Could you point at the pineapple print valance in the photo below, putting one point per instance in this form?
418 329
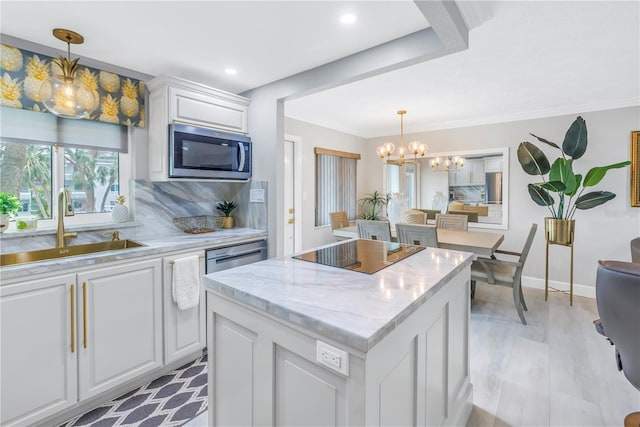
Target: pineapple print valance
121 98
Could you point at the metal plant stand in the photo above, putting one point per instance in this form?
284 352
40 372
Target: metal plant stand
546 273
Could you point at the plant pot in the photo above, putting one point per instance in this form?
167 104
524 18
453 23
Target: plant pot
4 222
559 231
227 222
120 213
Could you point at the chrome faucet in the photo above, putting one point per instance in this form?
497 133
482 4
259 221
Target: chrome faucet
65 208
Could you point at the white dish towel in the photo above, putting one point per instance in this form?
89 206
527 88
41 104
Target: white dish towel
186 282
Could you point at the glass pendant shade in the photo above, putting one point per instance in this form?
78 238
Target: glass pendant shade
68 97
63 94
415 147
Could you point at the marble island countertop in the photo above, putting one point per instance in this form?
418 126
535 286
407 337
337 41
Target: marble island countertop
152 246
353 308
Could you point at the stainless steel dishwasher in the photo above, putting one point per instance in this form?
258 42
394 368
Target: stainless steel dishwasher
225 257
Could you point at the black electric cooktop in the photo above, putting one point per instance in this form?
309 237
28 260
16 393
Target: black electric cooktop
365 256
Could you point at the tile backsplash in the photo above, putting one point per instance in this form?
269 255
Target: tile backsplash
155 204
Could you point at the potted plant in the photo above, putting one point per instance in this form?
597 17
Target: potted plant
371 204
9 205
568 186
120 212
226 207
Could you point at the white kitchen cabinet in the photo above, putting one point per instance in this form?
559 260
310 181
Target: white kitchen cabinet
71 337
476 171
184 329
121 328
172 99
493 164
39 350
472 173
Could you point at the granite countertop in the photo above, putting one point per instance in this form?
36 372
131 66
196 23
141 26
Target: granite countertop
154 246
350 307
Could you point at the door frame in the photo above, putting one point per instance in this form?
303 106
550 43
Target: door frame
297 193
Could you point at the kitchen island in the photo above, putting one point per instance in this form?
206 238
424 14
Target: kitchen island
293 342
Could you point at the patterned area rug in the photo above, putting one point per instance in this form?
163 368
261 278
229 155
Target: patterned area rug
171 400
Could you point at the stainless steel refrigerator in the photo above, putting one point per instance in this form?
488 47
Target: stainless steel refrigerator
493 188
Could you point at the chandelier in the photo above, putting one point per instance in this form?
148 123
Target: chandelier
447 164
415 147
65 95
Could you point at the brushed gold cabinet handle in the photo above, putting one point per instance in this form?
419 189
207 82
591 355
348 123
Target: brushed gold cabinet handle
84 312
73 319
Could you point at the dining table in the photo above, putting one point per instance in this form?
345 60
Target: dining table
478 242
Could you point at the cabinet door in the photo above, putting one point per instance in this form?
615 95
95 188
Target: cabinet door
184 329
463 175
120 325
207 110
38 349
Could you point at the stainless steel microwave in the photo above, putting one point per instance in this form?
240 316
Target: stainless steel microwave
203 153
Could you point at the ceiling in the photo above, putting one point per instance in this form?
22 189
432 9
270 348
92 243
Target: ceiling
526 59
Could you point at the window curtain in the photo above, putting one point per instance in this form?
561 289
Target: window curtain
30 127
121 98
336 188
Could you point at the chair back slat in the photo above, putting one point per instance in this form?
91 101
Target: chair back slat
528 243
374 230
414 234
339 219
452 222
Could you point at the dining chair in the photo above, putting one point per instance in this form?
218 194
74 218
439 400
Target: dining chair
451 222
413 216
374 230
339 220
617 298
417 234
431 213
505 273
635 250
471 215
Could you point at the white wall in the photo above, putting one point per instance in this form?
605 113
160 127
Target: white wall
601 233
316 136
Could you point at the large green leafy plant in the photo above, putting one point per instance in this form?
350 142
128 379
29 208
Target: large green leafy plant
371 204
562 180
9 204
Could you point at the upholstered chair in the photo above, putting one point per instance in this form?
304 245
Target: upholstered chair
374 230
505 273
471 215
417 234
339 220
451 222
618 300
413 216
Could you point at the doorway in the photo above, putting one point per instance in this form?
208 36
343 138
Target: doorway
292 235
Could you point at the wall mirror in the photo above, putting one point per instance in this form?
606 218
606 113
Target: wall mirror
481 185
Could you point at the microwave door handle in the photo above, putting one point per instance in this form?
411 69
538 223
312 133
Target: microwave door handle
241 166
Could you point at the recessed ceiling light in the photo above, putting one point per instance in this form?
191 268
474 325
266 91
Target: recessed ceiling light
348 18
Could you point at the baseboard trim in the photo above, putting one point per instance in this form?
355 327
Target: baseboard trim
578 290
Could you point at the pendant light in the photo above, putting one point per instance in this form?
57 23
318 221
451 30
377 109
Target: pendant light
416 148
64 94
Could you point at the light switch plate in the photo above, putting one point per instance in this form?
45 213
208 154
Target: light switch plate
332 357
256 195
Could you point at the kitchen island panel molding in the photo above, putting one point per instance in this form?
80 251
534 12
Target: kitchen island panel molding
409 376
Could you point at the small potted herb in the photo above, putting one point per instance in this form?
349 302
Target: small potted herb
9 205
226 207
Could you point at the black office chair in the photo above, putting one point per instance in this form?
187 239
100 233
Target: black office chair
635 250
618 300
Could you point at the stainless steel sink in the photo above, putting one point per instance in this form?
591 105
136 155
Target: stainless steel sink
67 251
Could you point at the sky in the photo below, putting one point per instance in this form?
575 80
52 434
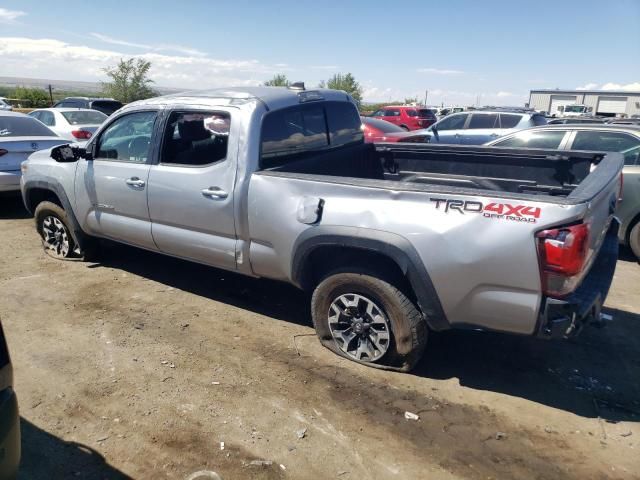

YOUR GOAL:
Please reproduce the lines from the one containing "Could you point at the sky" through the end of the records, character for character, leaving the pictures out of your answer.

RESPONSE TO THE TASK:
Could you point at the sky in the photo below, putting one point per instance in this form?
575 80
52 434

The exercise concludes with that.